Rios da Orla Norte da cidade de Porto Seguro: um caso para estudos e cuidados, artigo de Elissandro dos Santos Santana
Rios da Orla Norte da cidade de Porto Seguro: um caso para estudos e cuidados
Elissandro dos Santos Santana1
Imagem retirada do documento: Plano Municipal de Conservação e Recuperação da Mata Atlântica de Porto Seguro. Rede hidrográfica do município de Porto Seguro. Fonte: adaptado de Ribeiro et al. (2010)
[EcoDebate] No artigo “A situação ambiental dos rios da Orla Norte de Porto Seguro-Bahia” publicado no Portal Desacato e, também, submetido para análise na Revista Sustinere, da UERJ, com o título “DÉFICITS AMBIENTAIS HÍDRICOS NA ORLA NORTE DE PORTO SEGURO-BAHIA”, ainda em análise, eu fiz discussões acerca do problema ambiental no tocante à situação dos recursos hídricos do município de Porto Seguro, em especial, dos rios e riachos do perímetro da Orla Norte.

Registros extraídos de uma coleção

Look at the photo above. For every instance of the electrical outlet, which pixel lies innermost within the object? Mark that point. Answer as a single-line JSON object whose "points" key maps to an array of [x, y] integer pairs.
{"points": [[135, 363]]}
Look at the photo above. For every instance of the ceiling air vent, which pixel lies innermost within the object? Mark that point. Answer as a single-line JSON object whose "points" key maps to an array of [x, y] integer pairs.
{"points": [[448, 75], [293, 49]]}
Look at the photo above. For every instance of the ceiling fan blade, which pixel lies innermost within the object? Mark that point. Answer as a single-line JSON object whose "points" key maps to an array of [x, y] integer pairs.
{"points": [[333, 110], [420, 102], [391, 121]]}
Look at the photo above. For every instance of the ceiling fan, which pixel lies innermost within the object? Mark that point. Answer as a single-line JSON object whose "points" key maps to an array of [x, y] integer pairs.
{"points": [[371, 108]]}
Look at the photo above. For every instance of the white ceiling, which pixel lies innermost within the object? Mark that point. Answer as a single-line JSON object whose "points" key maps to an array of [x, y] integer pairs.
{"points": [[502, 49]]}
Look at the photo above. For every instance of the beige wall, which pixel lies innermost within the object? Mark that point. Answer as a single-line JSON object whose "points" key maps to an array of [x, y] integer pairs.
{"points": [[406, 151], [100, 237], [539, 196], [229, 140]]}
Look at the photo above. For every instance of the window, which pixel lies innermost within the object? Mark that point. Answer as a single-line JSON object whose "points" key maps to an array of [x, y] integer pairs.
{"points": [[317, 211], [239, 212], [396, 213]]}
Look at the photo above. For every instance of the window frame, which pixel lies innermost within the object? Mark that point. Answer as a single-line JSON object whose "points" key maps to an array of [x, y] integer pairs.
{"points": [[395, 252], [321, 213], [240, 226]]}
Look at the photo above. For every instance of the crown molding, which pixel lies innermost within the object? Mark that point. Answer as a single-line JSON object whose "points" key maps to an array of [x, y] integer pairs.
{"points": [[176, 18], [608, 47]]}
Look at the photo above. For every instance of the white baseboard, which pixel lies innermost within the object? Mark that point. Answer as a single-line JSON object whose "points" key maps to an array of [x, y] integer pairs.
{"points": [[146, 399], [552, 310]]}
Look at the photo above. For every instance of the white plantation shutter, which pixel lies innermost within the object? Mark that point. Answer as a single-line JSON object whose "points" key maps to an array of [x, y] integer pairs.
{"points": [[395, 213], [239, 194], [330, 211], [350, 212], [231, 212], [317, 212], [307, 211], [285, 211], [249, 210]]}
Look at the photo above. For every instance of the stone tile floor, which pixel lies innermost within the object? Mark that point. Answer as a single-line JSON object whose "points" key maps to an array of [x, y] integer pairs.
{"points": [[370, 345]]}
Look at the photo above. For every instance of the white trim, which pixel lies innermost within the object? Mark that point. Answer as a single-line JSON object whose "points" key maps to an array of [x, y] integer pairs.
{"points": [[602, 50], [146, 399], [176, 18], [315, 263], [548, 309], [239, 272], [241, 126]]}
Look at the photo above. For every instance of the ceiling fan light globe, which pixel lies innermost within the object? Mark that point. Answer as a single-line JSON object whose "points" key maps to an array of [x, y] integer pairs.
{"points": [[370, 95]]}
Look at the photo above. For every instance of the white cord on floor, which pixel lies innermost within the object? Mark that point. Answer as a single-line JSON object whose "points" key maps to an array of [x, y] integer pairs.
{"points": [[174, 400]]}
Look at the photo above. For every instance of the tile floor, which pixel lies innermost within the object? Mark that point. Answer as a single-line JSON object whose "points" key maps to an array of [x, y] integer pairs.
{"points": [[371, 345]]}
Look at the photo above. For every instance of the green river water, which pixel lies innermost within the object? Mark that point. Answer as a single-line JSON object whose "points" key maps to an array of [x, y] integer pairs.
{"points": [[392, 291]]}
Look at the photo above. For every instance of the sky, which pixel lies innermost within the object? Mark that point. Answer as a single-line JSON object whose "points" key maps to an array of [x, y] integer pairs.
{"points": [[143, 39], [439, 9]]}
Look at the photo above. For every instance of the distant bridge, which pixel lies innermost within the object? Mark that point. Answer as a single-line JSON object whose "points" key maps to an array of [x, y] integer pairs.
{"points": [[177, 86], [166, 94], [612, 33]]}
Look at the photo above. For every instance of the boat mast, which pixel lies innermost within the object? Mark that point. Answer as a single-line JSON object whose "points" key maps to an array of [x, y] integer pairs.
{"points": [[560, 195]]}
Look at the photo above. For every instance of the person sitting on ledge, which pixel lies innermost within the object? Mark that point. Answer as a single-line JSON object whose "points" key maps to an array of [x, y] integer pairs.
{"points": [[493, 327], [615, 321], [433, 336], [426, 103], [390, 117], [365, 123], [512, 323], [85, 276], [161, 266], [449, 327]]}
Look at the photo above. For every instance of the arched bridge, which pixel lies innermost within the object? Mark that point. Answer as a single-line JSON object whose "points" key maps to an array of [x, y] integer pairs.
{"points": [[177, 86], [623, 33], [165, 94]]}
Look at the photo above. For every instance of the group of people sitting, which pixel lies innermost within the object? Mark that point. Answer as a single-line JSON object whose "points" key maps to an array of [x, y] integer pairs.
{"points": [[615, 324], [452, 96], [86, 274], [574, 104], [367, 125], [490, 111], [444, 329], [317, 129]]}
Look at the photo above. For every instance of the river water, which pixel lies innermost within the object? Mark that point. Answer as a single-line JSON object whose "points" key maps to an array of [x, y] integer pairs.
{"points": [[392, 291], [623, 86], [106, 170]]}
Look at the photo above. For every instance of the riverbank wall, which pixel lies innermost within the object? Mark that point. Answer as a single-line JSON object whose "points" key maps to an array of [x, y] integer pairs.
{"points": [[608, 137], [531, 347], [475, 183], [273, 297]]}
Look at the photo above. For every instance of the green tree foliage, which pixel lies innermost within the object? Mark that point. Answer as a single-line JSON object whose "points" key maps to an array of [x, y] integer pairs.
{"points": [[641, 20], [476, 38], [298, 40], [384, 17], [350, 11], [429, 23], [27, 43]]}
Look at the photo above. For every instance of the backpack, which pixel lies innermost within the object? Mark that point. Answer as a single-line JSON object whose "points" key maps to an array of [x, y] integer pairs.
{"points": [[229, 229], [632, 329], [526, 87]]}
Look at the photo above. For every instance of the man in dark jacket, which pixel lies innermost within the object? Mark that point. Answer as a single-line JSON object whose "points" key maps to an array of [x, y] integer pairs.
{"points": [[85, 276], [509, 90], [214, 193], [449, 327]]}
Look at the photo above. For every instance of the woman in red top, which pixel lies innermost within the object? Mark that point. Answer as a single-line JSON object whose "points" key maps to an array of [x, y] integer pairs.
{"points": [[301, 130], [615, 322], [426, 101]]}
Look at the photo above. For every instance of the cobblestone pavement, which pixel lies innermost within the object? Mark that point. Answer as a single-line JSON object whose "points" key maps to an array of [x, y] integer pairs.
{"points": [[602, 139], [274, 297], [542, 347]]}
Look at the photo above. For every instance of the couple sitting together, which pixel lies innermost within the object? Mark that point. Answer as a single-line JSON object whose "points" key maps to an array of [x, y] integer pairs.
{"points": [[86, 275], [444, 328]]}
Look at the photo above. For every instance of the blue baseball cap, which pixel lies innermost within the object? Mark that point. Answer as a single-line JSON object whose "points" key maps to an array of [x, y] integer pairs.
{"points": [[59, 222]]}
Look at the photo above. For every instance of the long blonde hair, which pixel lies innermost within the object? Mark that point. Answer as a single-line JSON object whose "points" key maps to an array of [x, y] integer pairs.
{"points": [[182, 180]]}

= Instrução 1 =
No texto sobre os rios da Orla Norte de Porto Seguro, em que revista o artigo "A situação ambiental dos rios da Orla Norte de Porto Seguro-Bahia" foi submetido para análise?
= Instrução 2 =
Reproduza do texto sobre os rios da Orla Norte de Porto Seguro o trecho que começa nas palavras "[EcoDebate] No artigo" e termina depois de "da Orla Norte.".

= Resposta do exercício 1 =
Na Revista Sustinere, da UERJ.

= Resposta do exercício 2 =
[EcoDebate] No artigo “A situação ambiental dos rios da Orla Norte de Porto Seguro-Bahia” publicado no Portal Desacato e, também, submetido para análise na Revista Sustinere, da UERJ, com o título “DÉFICITS AMBIENTAIS HÍDRICOS NA ORLA NORTE DE PORTO SEGURO-BAHIA”, ainda em análise, eu fiz discussões acerca do problema ambiental no tocante à situação dos recursos hídricos do município de Porto Seguro, em especial, dos rios e riachos do perímetro da Orla Norte.